Selected passage:
That would be Happy Mother’s Day and Shit, in case you weren’t sure.
Let’s get on with it…first the Mother’s Day and then the Shit…
I have enjoyed my baby girl today, enjoyed being a mom and being a family, as well. I had a MD breakfast and a MD dinner and a MD stroll in the park. I even had a MD lawn mow. Hey, still has to be done and I enjoy being outdoors.
It has been a good day here on the mommy front, even a good weekend…the past 10 days or so, however, have sucked ass in ways that I can’t entirely go into detail about. Death, serious illness and family drama.
I lost a friend about 10 days ago, which isn’t even the worst part of this traumatic incident. The circumstances and the pain inflicted on a closer friend due to this incident are way worse than anything I could or ever would post about on this blog. I have refrained from mentioning it at all out of respect for both the living and the deceased and for that same reason I must stop short of saying anymore. I only mention it at all because it seems to be the start of a series of 3, unfortunately all very bad things.
I have been ruled by the rule of 3’s, and quite honestly a bit overwhelmed by it, the past 10 days. If you are not familiar with the rule of 3’s, then you probably haven’t been paying attention to your life. Bad things happen in 3’s, you can count on it. It never seems to fail.
So, the second bad thing has to do with my dog. My beloved Chini, my best friend, my angel. I took her to the vet for a pre-op consultation for a simple, outpatient eye surgery and found out from blood work that she may have a deadly, incurable disease that will shut down (potentially) her liver, kidneys and heart…whichever gives out first. There is no cure, only treatment that will not guarantee anything, will make her violently sick for a while and then hopefully give her time. To make matters worse, the treatment that may, or may not, give me the 15 good years with her that she and I both deserve will cost a small fortune…fortune enough that the vet says people rarely go through with it. I am currently awaiting additional test results and will have to make some very big decisions at that time, they should be ready tomorrow.

Data extracts:
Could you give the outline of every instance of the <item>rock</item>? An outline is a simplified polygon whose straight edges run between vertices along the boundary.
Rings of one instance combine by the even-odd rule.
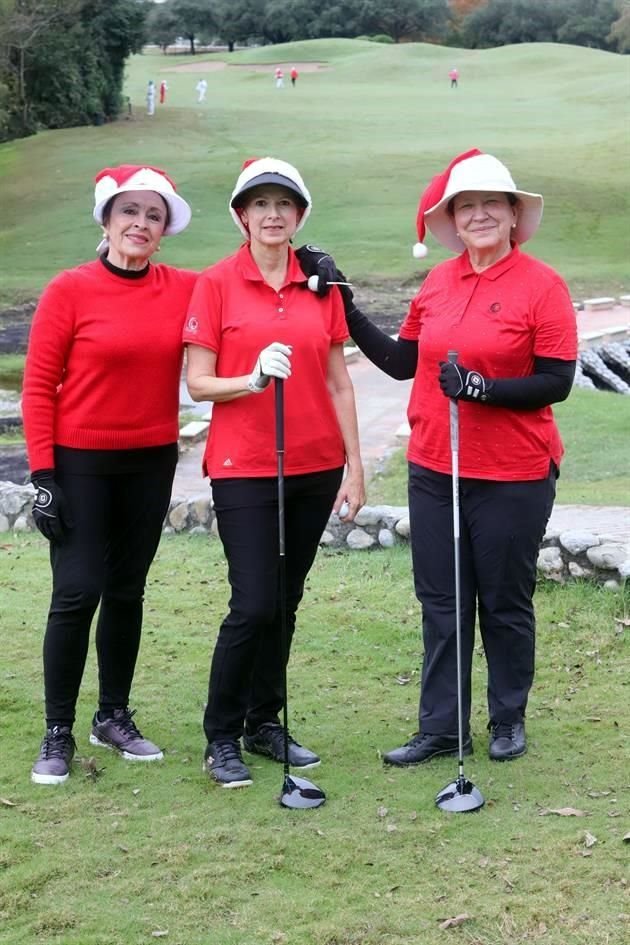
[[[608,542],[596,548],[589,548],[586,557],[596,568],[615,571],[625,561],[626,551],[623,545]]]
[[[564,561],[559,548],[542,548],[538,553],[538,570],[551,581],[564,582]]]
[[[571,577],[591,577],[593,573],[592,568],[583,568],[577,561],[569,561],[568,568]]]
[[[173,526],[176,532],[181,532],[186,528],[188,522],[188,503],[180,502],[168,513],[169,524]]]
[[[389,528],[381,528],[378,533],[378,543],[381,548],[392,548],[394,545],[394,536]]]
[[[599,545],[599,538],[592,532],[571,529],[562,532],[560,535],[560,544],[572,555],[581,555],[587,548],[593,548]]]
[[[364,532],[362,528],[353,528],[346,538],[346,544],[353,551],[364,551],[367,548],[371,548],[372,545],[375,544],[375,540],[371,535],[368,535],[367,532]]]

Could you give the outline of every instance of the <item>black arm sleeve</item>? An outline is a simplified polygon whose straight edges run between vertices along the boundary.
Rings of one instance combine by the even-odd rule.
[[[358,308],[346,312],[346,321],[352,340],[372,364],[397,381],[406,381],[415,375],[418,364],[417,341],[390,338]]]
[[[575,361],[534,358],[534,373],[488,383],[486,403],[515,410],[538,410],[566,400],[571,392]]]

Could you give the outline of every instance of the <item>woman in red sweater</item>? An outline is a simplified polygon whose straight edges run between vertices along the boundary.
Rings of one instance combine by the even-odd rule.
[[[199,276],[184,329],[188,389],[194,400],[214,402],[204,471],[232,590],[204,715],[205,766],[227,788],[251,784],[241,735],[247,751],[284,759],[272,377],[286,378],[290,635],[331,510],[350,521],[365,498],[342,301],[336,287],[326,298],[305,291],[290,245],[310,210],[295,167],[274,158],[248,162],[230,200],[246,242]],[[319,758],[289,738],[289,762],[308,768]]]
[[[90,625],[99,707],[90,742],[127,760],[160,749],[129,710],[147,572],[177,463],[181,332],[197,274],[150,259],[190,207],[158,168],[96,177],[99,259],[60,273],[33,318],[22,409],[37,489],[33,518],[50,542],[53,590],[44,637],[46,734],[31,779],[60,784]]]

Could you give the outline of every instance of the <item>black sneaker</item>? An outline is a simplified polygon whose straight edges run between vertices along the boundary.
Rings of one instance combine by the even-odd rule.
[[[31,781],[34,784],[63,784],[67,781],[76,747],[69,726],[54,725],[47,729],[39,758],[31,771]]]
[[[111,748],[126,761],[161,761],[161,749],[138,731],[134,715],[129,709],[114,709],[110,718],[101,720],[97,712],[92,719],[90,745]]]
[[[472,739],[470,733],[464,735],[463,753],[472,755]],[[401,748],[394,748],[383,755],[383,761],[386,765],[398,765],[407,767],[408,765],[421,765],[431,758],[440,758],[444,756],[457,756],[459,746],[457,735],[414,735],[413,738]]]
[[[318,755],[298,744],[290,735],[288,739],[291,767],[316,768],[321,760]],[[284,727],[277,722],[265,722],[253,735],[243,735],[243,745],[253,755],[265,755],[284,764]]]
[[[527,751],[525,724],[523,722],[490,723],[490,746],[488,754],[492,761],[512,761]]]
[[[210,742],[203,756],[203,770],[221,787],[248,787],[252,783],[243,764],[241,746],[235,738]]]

Required actions:
1: Answer these about the Mother's Day blog post, one line each:
(a) What outdoor chore did the writer do on Mother's Day?
(b) About how long ago did the writer lose a friend?
(c) What was the dog's vet visit originally for?
2: In the Mother's Day blog post, the writer won't give details about a friend's death. Why does the writer mention it at all? Answer in one to three sentences.
3: Please carry on the Mother's Day blog post from the point where it stops.
The records have nothing to do with the Mother's Day blog post.

Answers given:
1:
(a) Mowing the lawn.
(b) About 10 days ago.
(c) A pre-op consultation for a simple, outpatient eye surgery.

2: The writer mentions the loss only because it seems to be the first in a series of three bad things. This fits the "rule of 3's," which the writer says has ruled the past 10 days.

3:
The third and possibly worst has to do with my grandma slipping away out of her right mind. She may have had a stroke, she may have something else…we don’t know yet. But she certainly isn’t doing well. I just found out she doesn’t have Medicaid anymore either, because apparently when my grandpa died and his $30,000 went into her name, they cancelled her coverage retroactive and are billing her for a surgery she had in the amount of $24,000. That’s fair. NOT! They got her to sign something, too and I still have to figure out what it was and what to do about it. I shouldn’t even have to be dealing with this, by all rights, but her children (my mother included) have all decided that money was more important than family (you know, because we are just so filthy rich in my family *coughs bullshit*) and have no interest in even speaking to their mother much less caring for her in her elderly years (and ultimately leaving her care up to two of her grandchildren, which just isn’t right).
Here’s where I come in. I have to find out what happened with Medicaid, what she signed and try to figure out how to legally make her wishes upon death come to fruition and get her proper medical attention having only Medicare coverage. I am in up to my ears. I am just about ready to cry.
I spoke with her today to wish her a Happy Mother’s day and the conversation didn’t go so well, in fact it left me in tears. Then I had to pull myself together to call my own mother and wish her a HMD, in spite of being really pissed at her for leaving her own mother in the state she is in, not caring about her or for her, not even so much as calling her to wish her a HMD for about 6-7 years now. It was hard to do it and mean it. But I did, as best as I could. I love my mom, but I can’t help but be angry under the circumstances. The best I can do right now is try to forget how angry I am in between all the b.s.
So, now you know why I haven’t been posting anything for about 9 days or so.
I am still here. I am still kicking. I did still enjoy my first official Mother’s Day, although I have been having my own MD celebration for more than a decade…fuzzy kids count, too!